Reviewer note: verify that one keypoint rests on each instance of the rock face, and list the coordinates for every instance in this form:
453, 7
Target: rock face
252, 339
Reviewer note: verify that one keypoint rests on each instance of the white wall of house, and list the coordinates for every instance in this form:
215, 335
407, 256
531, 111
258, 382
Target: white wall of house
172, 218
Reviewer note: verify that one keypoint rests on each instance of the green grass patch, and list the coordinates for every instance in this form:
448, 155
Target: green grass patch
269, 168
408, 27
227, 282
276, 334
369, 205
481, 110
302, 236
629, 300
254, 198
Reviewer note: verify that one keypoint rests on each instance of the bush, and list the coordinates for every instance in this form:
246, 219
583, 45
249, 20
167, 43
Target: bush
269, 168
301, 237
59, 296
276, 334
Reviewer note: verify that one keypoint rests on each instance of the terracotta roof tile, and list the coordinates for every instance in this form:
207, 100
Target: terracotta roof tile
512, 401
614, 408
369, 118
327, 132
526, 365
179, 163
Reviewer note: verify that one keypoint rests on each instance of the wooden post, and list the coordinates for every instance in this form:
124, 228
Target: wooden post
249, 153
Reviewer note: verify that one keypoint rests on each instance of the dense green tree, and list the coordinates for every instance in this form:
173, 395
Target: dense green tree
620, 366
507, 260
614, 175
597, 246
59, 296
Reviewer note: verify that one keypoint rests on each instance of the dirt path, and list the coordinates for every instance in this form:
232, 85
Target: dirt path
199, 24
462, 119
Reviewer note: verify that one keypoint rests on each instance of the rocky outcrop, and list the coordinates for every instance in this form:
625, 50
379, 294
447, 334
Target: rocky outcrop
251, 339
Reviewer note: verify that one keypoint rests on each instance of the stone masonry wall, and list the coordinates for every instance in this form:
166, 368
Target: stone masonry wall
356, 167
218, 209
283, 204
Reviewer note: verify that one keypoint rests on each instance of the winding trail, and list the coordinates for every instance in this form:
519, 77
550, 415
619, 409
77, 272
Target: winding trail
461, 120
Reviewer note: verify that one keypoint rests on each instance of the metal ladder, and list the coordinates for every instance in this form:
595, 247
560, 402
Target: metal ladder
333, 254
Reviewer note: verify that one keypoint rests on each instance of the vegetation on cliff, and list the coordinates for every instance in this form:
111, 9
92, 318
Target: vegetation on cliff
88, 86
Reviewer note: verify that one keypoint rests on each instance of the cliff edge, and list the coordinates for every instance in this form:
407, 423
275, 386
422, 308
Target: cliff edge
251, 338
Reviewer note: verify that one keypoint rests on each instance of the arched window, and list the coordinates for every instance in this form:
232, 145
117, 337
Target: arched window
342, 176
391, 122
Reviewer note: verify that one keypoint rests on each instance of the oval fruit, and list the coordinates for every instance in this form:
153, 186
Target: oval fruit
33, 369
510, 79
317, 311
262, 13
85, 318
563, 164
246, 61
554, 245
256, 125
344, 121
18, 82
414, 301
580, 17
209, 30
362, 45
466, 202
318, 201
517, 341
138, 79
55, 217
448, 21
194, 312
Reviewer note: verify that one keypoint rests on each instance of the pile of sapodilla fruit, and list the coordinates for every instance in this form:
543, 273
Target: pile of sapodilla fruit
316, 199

__Текст задания__
Перепишите все записи выше, поменяв «Target» на «Object». Всё остальное оставьте без изменений.

__Ответ к заданию__
Reviewer note: verify that one keypoint rests on each instance of the rock face, and list the coordinates for every instance in this form:
453, 7
Object: rock face
252, 339
Reviewer note: verify that one keypoint rests on each instance of the white wall of house, and list the coordinates for every instance in this form:
215, 335
407, 256
531, 111
258, 382
Object: white wall of house
172, 218
Reviewer note: verify that one keypoint rests on each instance of the green grass patch, and list the coordinates for every instance in this form:
448, 155
Object: green grass patch
269, 168
408, 27
227, 282
276, 334
369, 205
481, 110
302, 236
629, 300
254, 198
Reviewer note: verify that one keypoint rests on each instance of the bush, and list the coordinates for every instance in this form:
246, 219
583, 45
249, 20
167, 43
Object: bush
269, 168
301, 237
59, 296
276, 334
Reviewer note: verify that one keypoint rests on each instance of the terracotta roof tile, and list the coordinates for every instance in this form:
207, 100
Object: terracotta roof tile
512, 401
614, 408
369, 118
327, 132
526, 365
179, 163
Reviewer note: verify that one keypoint rests on each instance of the wooden post, and list the coordinates for every instance in this form:
124, 228
Object: wooden post
249, 153
Reviewer note: verify that one keypoint rests on each instance of the dense green tree, and list the coordinates for every instance in this form:
173, 395
Object: dense green tree
620, 366
507, 260
614, 175
597, 246
59, 296
Reviewer note: verify that one keypoint rests on each instance of the dirt path, and list the coordinates for every instance in this form:
232, 85
Object: dirt path
199, 24
462, 119
Reviewer note: verify that one keypoint rests on each instance of the rocky outcrop, and list the coordinates for every instance in this form:
625, 50
379, 294
447, 334
Object: rocky outcrop
251, 339
Reviewer note: verify that one keypoint rests on each instance of the stone masonry wall, and list the coordinates for every instance in this form:
166, 368
Object: stone masonry wall
356, 167
218, 209
283, 204
Reviewer note: verify that one keypoint rests on each instance of the winding trail, and list the coordinates for every instance in this form:
519, 77
550, 415
619, 409
77, 272
Object: winding trail
461, 120
Reviewer note: verify that one keypoint rests on each instance of the metal ladder, and list the coordinates for every instance in this form:
595, 247
560, 402
Object: metal ladder
333, 254
Reviewer note: verify that one keypoint rests on each instance of the vegetation on cliff, and list the coordinates for every instance in this form:
111, 9
92, 318
Object: vegetation on cliff
88, 86
Reviewer note: verify that one keypoint rests on each instance of the cliff edge, and list the coordinates for every instance in this form:
407, 423
275, 386
422, 308
Object: cliff edge
251, 338
Reviewer note: verify that one keypoint rests on each instance of the arched window, and list the coordinates for every instance in this form:
232, 145
117, 337
Object: arched window
342, 176
391, 122
Reviewer note: verify that one keypoint rests on each instance of the oval fruit, and list the coordinates for every instance in this form:
153, 186
Object: oval fruit
33, 369
510, 79
317, 311
262, 13
85, 318
563, 164
246, 61
554, 245
256, 125
344, 121
18, 82
414, 301
580, 17
209, 30
362, 45
466, 202
318, 201
517, 341
138, 79
55, 217
448, 21
194, 312
Reviewer note: verify that one keypoint rests on each instance of the pile of sapodilla fruit, and list the coordinates for every instance in this form:
543, 273
Object: pile of sapodilla fruit
316, 199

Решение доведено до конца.